Task prompt – Restate the part of the Hong Kong travel post that opens with "We took a double-decker" and closes with "in Asia. Yum.", substituting "revolving lounge" for "rotating bar".

Supplied text –
□ □ □ □
We took a double-decker bus back to the city. It took two tries because I didn't have the right change. Why can't buses give change? It has stumped me before, and I'm sure it will get me again. We cleaned up back at Cindy's place and then headed out to the 62nd floor of a nearby building to have drinks in a rotating bar! It was such a great way to see the city! After our two happy hour drinks, (they love their 2-for-1 happy hours here that seem to last all night) we went down the hill, and by go down the hill I mean we took the elevator down and ended up down the hill, and ate dinner at a Vietnamese restaurant. Cindy and I used to frequent a Viet-Thai restaurant in State College where we'd make double and triple orders of spring rolls, so it was appropriate to have the real deal here in Asia. Yum.

The view from the rotating bar.
The night was winding down, but Cindy wanted to show me the party scene in the Lan Kwai Fong neighborhood, and then we rode the world's longest escalator in the SoHo area. I want to say more about the escalator and what I did today on my LAST day in Hong Kong and Asia, but I have to go to bed now so I can get up and go HOME tomorrow. So, this will have to be a part 1 post. More to come soon! Thanks for reading so much!
□ □ □ □
Provided data –
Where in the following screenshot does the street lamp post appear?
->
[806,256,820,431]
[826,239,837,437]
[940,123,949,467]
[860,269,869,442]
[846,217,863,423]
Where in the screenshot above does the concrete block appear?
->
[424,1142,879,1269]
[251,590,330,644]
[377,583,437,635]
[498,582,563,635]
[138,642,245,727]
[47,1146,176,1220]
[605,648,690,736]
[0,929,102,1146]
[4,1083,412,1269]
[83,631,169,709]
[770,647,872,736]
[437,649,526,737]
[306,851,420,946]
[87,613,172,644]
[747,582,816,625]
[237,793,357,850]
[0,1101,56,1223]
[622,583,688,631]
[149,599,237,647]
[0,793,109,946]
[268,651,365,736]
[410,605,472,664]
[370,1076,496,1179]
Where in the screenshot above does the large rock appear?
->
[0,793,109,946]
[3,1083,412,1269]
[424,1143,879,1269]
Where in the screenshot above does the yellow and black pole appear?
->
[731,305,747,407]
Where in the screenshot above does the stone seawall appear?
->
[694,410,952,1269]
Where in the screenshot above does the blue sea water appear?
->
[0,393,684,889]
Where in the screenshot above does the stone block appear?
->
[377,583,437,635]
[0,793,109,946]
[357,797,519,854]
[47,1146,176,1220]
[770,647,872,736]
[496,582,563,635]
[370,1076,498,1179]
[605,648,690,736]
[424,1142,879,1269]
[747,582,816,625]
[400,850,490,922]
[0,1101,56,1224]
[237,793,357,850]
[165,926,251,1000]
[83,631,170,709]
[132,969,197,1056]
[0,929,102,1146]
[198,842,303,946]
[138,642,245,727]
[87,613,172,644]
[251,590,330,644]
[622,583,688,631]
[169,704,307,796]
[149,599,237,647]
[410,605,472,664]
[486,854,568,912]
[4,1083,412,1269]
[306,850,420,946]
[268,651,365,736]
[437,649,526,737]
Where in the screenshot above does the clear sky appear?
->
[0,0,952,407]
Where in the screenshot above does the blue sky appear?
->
□ □ □ □
Exercise solution –
We took a double-decker bus back to the city. It took two tries because I didn't have the right change. Why can't buses give change? It has stumped me before, and I'm sure it will get me again. We cleaned up back at Cindy's place and then headed out to the 62nd floor of a nearby building to have drinks in a revolving lounge! It was such a great way to see the city! After our two happy hour drinks, (they love their 2-for-1 happy hours here that seem to last all night) we went down the hill, and by go down the hill I mean we took the elevator down and ended up down the hill, and ate dinner at a Vietnamese restaurant. Cindy and I used to frequent a Viet-Thai restaurant in State College where we'd make double and triple orders of spring rolls, so it was appropriate to have the real deal here in Asia. Yum.